#### [Given passage]
· · · · · · ·

Judges Who Think They Know Better
The doctrine of separation of powers is central to Australia’s constitutional system. Parliament makes laws, the executive administers them, and the judiciary interprets and applies them.
This is true of all democratic systems: judges are expected to interpret the law rather than create it. They are deliberately unelected and independent so that they can decide disputes impartially.
Their legitimacy comes from applying statutes passed by elected parliaments within principles established by constitutions. When judges move beyond interpretation and begin effectively making policy, they risk undermining democracy and weakening public confidence in the courts.
Law-making belongs to parliament where elected representatives can be voted out if the public disagrees with them.
Supporters of judicial activism argue that judges must adapt the law to changing social values. However, judicial creativity undermines certainty. Both citizens and governments need to know that laws will be interpreted according to established principles rather than the personal philosophies of individual judges.
In 2026, the New South Wales Court of Appeal struck down anti-protest laws introduced after the Bondi Beach terror attack, the court holding that the legislation “impermissibly burdened” the implied constitutional freedom of political communication.
While the ruling was praised by civil liberties groups, the reality is that judges were intruding into inherently political matters involving public safety and protest regulation.

· · · · · · ·

Stored items
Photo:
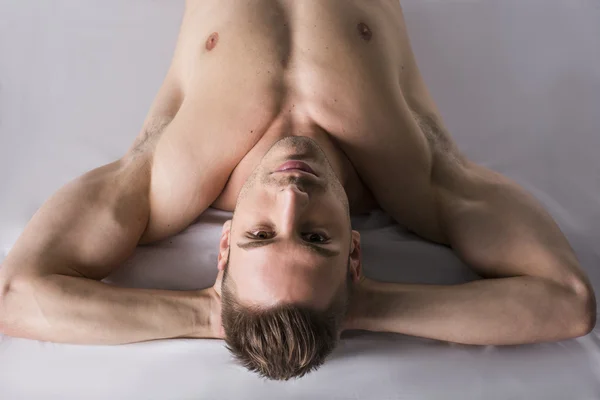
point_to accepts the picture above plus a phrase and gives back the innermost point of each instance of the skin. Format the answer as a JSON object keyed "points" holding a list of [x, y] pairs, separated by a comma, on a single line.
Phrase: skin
{"points": [[253, 84]]}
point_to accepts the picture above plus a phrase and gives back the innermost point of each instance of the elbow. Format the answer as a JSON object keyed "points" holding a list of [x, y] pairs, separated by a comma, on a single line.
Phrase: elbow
{"points": [[9, 298], [583, 309]]}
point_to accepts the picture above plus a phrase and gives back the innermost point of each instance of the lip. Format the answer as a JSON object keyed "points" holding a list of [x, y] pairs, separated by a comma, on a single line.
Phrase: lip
{"points": [[295, 165]]}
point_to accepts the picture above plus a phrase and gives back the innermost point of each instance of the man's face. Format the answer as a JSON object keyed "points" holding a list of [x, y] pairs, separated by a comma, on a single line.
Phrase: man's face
{"points": [[290, 237]]}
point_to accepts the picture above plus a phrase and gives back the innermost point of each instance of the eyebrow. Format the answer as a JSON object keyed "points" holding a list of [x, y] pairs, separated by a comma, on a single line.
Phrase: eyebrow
{"points": [[322, 251]]}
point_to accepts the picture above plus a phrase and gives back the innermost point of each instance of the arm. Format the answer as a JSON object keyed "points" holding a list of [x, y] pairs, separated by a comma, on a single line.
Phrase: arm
{"points": [[48, 282], [536, 291]]}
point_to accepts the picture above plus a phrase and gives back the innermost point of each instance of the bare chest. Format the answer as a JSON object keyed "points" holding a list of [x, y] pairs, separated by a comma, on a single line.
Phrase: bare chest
{"points": [[254, 73]]}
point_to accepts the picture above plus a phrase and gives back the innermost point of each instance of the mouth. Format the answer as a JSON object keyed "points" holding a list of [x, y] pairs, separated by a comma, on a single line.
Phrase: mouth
{"points": [[296, 166]]}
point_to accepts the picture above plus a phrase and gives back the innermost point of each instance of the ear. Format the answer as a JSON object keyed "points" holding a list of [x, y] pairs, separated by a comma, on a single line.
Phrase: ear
{"points": [[355, 257], [224, 245]]}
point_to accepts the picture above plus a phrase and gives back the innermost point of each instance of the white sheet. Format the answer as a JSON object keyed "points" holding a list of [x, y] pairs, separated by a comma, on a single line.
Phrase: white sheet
{"points": [[518, 84]]}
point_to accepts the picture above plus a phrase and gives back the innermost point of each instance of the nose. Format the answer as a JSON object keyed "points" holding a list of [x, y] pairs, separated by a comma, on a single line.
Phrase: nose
{"points": [[294, 202]]}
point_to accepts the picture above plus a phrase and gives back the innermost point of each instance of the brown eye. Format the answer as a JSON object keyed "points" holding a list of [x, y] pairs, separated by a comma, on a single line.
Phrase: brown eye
{"points": [[261, 235], [316, 238]]}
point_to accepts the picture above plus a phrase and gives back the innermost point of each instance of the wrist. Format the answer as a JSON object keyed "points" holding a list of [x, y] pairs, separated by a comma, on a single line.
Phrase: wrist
{"points": [[202, 324]]}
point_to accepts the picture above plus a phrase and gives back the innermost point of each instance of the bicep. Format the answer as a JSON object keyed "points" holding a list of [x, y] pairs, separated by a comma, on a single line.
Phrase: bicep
{"points": [[501, 230], [88, 227]]}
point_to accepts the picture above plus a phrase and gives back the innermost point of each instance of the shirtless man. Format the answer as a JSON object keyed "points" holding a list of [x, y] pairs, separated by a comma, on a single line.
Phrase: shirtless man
{"points": [[331, 85]]}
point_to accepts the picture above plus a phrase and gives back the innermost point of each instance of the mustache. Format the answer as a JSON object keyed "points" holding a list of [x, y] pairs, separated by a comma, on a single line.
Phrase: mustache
{"points": [[303, 182]]}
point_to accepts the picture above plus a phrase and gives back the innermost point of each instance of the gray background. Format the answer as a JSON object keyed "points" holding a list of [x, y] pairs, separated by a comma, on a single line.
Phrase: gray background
{"points": [[518, 84]]}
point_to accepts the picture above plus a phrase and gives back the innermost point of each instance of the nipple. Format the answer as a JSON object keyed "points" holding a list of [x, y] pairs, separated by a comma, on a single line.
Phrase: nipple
{"points": [[212, 40], [364, 31]]}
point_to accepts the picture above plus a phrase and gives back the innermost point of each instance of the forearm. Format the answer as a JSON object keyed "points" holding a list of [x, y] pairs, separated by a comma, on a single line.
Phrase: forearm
{"points": [[487, 312], [67, 309]]}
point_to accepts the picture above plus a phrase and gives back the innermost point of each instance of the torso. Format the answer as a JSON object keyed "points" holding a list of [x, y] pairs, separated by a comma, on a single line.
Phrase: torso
{"points": [[246, 74]]}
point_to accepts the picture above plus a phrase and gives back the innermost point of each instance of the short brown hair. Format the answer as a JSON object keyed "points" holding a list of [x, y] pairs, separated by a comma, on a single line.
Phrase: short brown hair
{"points": [[284, 341]]}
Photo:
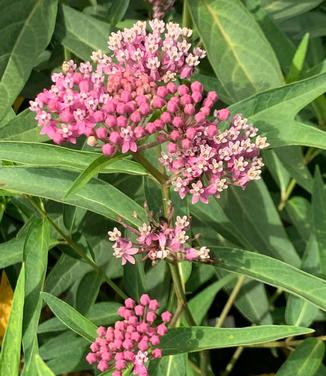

· · · · · · ·

#### [Required work]
1. Gather every line of the entries that contains the string "brown", treating uppercase and lowercase as distinct.
2. Write the next portion of the article on judicial activism and the separation of powers, beginning after its final sentence.
The entries bear no relation to the article on judicial activism.

#### [Answer list]
1.
point_to accepts the picture above plus a phrase and gives back the innermost point of each instance of the brown eye. Format the answer as a JSON object keyed "points" holding a list of [x, y] pairs, separated by a comma, on a single line.
Phrase: brown eye
point_to accepts the picture above plus a phrase and gives back the innermost point of each instance of the short brown hair. Format the answer as a JSON object keyed "points" holding a list of [x, y] pairs, separated by a comma, on a single line.
Phrase: short brown hair

2.
Law-making belongs to parliament where elected representatives can be voted out if the public disagrees with them.
During protests surrounding the 2026 visit of Israeli President Isaac Herzog to Sydney, NSW courts initially upheld expanded police powers restricting demonstrations, accepting the government’s argument that the measures were necessary for public safety. Later, however, broader anti-protest measures were declared unconstitutional. The judges were profoundly influencing political and social disputes.
The problem is, not a single word in the Australian Constitution provides for freedom of political communication. It is entirely, from beginning to end, an invention by the judges of the High Court.
Another example, by the High Court, is its decision in Love v Commonwealth (2020), where it ruled that Aboriginals who are not citizens cannot be considered “aliens” under the Constitution.
The Constitution contains no explicit exception of this kind; the court effectively created a new constitutional category.
There are other cases: for example, the High Court has decided that prisoners serving sentences of three years or less cannot be prevented from voting, while those serving longer sentences can be, despite the Constitution saying no such thing. In another case the High Court decided it, not Parliament, had the power to supervise when electoral rolls must close.
Inevitably the lower courts see the example of the High Court and follow suit, deciding cases according to their individual biases. In the Tickle v Giggle case, for example, it was open to the court to interpret the definition of “gender identity” in the Sex Discrimination Act in a way that did not undermine the rights of women. It chose not to do so.
In the ACCC case against Coles, the court declared that 12 weeks must elapse between reasonable price increases and promotional cuts, if consumers were not to be misled. That ought to be a business decision, not the opinion of a judge. Merely setting out some key principles around honesty, transparency and accountability would have been far more appropriate.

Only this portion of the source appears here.